## What the exercise asks
Among these records, tally each line with the word "below"; the answer is that number alone.

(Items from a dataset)
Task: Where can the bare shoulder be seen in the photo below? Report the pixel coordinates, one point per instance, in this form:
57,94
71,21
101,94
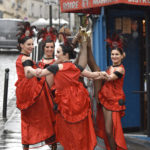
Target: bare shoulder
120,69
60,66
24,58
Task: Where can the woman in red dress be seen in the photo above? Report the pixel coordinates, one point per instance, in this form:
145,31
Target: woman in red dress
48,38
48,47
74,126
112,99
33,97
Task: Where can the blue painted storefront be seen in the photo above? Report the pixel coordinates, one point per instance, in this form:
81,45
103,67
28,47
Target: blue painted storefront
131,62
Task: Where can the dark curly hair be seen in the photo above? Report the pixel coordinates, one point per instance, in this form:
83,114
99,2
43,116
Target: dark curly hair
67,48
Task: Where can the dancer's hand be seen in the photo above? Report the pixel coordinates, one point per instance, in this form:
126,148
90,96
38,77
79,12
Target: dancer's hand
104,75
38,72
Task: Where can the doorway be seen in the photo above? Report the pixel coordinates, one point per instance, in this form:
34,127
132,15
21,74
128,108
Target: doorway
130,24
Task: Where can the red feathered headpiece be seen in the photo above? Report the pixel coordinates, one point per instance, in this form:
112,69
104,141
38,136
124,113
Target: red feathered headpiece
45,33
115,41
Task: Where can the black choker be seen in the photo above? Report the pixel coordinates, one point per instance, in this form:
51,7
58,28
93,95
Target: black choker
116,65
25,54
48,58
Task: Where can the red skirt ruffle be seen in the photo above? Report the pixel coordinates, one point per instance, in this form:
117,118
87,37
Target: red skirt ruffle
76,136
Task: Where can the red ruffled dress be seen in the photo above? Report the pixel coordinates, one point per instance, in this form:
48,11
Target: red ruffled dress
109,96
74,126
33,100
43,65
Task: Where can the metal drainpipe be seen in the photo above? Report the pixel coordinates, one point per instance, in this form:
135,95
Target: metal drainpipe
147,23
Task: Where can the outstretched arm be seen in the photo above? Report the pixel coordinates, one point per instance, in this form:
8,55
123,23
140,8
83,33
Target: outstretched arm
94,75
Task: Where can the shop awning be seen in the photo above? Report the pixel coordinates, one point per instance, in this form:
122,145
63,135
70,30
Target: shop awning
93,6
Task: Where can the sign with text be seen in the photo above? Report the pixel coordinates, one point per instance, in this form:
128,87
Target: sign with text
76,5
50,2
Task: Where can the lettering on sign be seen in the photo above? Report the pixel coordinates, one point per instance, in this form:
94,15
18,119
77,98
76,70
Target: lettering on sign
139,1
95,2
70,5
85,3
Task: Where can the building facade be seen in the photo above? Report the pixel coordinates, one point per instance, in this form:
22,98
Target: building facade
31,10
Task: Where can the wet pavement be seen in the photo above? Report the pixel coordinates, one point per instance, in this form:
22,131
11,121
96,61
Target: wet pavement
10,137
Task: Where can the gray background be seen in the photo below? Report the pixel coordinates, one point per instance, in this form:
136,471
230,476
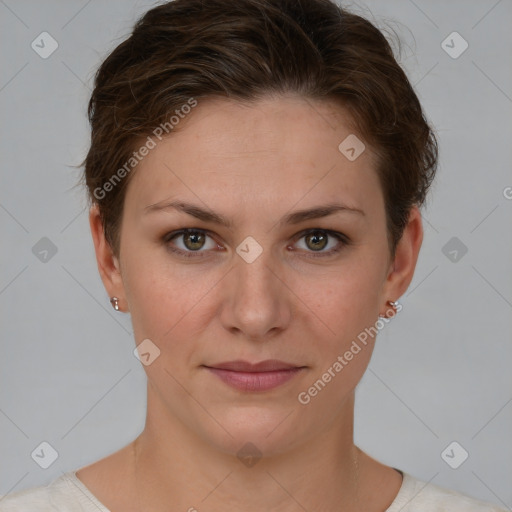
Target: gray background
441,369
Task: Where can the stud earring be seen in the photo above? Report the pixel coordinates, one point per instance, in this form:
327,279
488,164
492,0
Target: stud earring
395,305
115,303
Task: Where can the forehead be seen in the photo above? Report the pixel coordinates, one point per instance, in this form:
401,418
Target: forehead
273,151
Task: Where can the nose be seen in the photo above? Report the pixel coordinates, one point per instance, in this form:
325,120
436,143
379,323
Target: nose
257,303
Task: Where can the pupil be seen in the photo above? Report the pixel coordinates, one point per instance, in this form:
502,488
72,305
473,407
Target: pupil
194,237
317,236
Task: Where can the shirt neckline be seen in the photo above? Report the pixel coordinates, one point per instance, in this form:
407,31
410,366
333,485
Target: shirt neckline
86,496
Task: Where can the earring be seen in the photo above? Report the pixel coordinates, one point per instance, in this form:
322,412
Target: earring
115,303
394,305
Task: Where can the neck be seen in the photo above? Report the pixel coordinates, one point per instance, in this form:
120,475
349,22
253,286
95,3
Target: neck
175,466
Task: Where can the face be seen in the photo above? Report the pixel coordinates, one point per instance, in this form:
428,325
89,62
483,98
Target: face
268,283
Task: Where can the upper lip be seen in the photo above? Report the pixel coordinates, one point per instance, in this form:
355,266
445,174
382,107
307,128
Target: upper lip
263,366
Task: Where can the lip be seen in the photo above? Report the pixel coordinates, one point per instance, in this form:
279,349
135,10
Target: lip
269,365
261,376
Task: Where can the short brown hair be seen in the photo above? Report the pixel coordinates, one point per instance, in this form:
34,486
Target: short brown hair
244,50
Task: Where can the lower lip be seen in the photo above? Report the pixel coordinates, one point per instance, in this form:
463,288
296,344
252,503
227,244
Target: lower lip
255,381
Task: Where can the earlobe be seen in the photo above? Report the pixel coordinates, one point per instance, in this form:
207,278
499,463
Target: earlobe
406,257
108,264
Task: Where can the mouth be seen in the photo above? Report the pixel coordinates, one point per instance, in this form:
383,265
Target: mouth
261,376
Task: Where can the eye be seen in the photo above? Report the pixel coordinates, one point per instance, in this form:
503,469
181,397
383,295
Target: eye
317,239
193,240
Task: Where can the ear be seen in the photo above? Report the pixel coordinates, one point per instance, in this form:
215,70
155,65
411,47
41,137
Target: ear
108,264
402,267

...

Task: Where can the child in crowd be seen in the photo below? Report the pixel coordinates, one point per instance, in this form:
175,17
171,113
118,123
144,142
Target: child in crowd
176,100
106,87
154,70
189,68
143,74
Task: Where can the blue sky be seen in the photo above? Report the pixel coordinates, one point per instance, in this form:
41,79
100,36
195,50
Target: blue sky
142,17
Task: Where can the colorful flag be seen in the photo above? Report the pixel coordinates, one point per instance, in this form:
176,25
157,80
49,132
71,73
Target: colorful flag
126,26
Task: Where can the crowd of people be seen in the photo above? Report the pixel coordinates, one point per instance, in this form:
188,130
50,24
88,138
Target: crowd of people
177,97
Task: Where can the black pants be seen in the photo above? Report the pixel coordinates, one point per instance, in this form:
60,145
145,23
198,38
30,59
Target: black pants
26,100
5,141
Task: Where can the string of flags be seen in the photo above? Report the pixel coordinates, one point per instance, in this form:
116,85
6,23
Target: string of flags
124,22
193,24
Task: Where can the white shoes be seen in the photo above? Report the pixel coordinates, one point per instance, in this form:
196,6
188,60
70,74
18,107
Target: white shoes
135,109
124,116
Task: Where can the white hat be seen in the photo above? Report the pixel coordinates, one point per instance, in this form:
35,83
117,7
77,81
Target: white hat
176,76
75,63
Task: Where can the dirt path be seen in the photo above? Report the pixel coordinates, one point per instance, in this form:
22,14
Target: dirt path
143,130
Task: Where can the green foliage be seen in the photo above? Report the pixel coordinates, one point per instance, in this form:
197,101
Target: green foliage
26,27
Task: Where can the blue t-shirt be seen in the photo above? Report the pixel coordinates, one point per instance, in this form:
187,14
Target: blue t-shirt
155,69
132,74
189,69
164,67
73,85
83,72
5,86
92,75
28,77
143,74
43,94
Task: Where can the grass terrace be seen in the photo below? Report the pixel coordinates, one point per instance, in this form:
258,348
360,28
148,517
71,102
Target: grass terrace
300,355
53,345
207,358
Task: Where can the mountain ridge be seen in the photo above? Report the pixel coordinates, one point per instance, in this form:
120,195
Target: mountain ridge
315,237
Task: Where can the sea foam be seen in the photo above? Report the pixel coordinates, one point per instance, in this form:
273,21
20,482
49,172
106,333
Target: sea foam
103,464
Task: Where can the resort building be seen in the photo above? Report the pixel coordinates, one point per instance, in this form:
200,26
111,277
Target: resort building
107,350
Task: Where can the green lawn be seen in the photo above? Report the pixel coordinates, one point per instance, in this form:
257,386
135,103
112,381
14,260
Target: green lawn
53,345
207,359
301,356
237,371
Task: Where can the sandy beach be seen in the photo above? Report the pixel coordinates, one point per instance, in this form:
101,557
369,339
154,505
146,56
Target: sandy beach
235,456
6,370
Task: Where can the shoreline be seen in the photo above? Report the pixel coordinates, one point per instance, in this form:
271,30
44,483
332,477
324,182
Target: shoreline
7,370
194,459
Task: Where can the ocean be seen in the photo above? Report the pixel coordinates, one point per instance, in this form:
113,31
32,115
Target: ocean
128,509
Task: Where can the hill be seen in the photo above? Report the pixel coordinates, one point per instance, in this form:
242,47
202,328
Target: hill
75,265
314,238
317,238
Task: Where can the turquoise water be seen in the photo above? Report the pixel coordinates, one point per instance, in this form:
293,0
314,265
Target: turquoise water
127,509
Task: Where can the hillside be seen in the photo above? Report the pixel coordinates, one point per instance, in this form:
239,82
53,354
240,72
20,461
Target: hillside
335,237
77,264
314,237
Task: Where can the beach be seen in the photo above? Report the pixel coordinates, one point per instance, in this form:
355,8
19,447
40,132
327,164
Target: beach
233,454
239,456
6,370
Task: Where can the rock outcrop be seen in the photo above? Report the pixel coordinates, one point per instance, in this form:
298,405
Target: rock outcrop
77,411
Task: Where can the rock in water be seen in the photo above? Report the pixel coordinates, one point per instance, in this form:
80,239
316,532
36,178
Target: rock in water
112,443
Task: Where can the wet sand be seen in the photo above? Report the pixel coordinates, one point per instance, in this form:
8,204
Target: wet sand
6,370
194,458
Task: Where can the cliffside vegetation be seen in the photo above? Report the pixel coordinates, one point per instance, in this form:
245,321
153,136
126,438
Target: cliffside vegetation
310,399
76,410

## Answer section
4